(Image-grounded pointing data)
────────────────

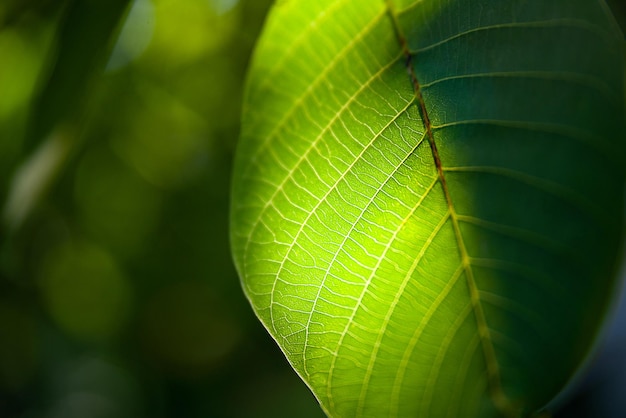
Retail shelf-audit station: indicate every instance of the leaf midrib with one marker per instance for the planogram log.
(498, 397)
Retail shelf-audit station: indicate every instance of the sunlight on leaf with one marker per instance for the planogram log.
(428, 198)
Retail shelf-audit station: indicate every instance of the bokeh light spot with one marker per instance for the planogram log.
(85, 291)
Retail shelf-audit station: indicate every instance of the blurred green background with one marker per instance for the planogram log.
(118, 298)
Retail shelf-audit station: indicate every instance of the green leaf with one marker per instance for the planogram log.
(428, 198)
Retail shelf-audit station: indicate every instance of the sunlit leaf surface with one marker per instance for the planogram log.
(427, 202)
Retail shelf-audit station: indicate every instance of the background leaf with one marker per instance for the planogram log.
(427, 199)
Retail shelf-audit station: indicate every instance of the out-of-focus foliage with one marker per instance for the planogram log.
(117, 293)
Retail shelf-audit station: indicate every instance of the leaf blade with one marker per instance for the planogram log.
(361, 247)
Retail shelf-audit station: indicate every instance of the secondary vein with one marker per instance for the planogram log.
(498, 397)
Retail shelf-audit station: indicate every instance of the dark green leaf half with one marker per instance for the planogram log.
(428, 198)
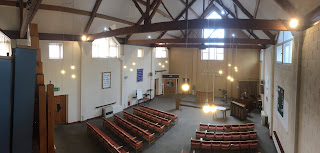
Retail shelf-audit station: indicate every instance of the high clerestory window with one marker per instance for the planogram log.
(213, 53)
(284, 47)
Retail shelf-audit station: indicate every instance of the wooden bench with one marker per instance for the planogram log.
(135, 129)
(145, 123)
(107, 142)
(227, 128)
(226, 136)
(160, 113)
(152, 117)
(126, 137)
(224, 146)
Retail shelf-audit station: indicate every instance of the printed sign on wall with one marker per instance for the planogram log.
(106, 80)
(139, 75)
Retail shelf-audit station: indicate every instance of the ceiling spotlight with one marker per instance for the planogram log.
(293, 23)
(84, 38)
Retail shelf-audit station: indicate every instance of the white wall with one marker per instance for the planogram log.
(85, 93)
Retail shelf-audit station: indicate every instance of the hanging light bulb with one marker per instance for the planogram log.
(231, 79)
(213, 108)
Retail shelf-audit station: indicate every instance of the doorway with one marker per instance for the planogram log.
(156, 82)
(60, 109)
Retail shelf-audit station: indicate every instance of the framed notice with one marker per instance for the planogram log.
(139, 75)
(106, 80)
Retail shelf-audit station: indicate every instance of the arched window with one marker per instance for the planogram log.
(213, 53)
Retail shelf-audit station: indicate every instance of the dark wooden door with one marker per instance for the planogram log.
(170, 86)
(60, 109)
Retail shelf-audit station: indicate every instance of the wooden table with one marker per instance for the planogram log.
(222, 109)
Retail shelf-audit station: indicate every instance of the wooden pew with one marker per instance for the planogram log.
(135, 129)
(126, 137)
(145, 123)
(107, 142)
(160, 113)
(152, 117)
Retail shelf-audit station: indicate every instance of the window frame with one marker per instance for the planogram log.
(60, 51)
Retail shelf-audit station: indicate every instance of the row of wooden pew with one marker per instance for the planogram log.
(145, 123)
(227, 128)
(135, 129)
(230, 136)
(224, 146)
(107, 142)
(152, 117)
(129, 139)
(160, 113)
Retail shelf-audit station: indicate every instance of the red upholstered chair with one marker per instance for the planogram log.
(253, 145)
(212, 128)
(195, 144)
(225, 146)
(245, 136)
(244, 145)
(250, 126)
(253, 135)
(234, 146)
(200, 134)
(243, 128)
(227, 136)
(220, 128)
(235, 128)
(203, 127)
(206, 145)
(227, 128)
(219, 136)
(216, 146)
(235, 136)
(210, 136)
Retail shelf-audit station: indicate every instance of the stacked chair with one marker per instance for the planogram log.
(225, 138)
(145, 123)
(107, 142)
(152, 117)
(135, 129)
(130, 140)
(160, 113)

────────────────

[What to produce]: Skip the pictures, then return the rest of the data exactly.

[Answer section]:
Retail shelf-audit station: indicate every instance of the leaf midrib with one marker per instance for the planogram log.
(498, 397)
Retail shelf-audit station: indicate every instance of the sunlight on leaf with one marker per instance for the planogram log.
(428, 198)
Retail shelf-audit station: indicate every instance of the bokeh light spot with one marker per instance for the planogram log.
(85, 291)
Retail shelf-audit station: indicate every instance of the blurred green background with one marker per instance for the planogram log.
(118, 298)
Retail shelf-audit station: indicate every instance of the green leaf with one marker per instance for the planogram log.
(428, 198)
Retail shelf-audit station: indicate every instance of the sunlit leaf surface with one marker per instance for the planogram log.
(427, 202)
Retail shelf-audit station: indicate every instance of the background leaf with one marker per instance for the planogram log.
(427, 199)
Retail shelf-audit station: indicate every instance of the out-of-focus foliage with one marker per instance for the planogram log.
(117, 293)
Retail shelf-audit station: indicate every instance of the leaf blade with one marker per instance for the planogram log.
(361, 247)
Retail shelf-audit station: indicate every instance of the secondary vein with one marker per instance for the planogram log.
(498, 397)
Retail shelf-audit station: indicate every instance of the dark green leaf half with one marker per instance for the planogram log.
(428, 198)
Retail shelf-audit station: indicate every instance of the high clerestory window with one marker per instance for the planogram log.
(213, 53)
(284, 47)
Retail shelf-audit station: indicate every instance of the wooden bench with one marker per instance for the planogram log.
(135, 129)
(145, 123)
(107, 142)
(227, 128)
(226, 136)
(160, 113)
(152, 117)
(126, 137)
(224, 146)
Retail shelf-audit station: indicate every instance of the printed sign on wall with one marker per instance for the planogram log.
(106, 80)
(139, 75)
Retail shelf-audit station: indicate every instance of the ceiling spotlight with one marker per instance for the planogram log.
(293, 23)
(84, 38)
Retail shelf-audit station: indicate every instance of the white wall with one marker per instance for the planogram log.
(85, 93)
Retail shelf-audit station: indicate every instance of the hanging light bulb with one marker per instance for the planogram log.
(231, 79)
(213, 108)
Retail shelf-audit station: indicate every instance of the doorway with one marker per instance for the planogram log.
(156, 82)
(60, 109)
Retail shelf-audit station: indicate every instance of the framed notice with one marker per instance for the planogram log.
(139, 75)
(106, 80)
Retail shelf-audit station: indicate every instance of the arched window with one marker per instance for the planogram log.
(213, 53)
Retail shelf-audit station: indicate every instance of the dark wooden door with one marker per instance for the planogram log.
(170, 86)
(60, 109)
Retail shelf-audit station: indicate every instance of the wooden table with one marker per instance for the planogram log.
(222, 109)
Retail shelf-audit station: indicate every instance of the wooden pew with one marker per instance for the planogram log.
(135, 129)
(126, 137)
(145, 123)
(107, 142)
(160, 113)
(152, 117)
Retail shelf-audit station: indicate every instance of the window frame with one marker per instance for the planogram log.
(60, 51)
Retail shelf-audit station: indicate every instance of the row of wooden pew with one marker per instance for the planogram log.
(145, 123)
(227, 128)
(135, 129)
(230, 136)
(224, 146)
(107, 142)
(152, 117)
(129, 139)
(160, 113)
Retail shelf-audit station: indicate every instance of the red upholstered chair with one marker per instance for the planogram log.
(253, 145)
(212, 128)
(195, 144)
(225, 146)
(245, 136)
(244, 145)
(250, 126)
(253, 135)
(234, 146)
(200, 134)
(243, 128)
(227, 136)
(220, 128)
(235, 128)
(203, 127)
(206, 145)
(227, 128)
(219, 136)
(216, 146)
(235, 136)
(210, 136)
Retail shelf-audit station: indicate every instance of the stacked chair with one marker per instance for the planogram log.
(225, 138)
(145, 123)
(107, 142)
(152, 117)
(135, 129)
(130, 140)
(160, 113)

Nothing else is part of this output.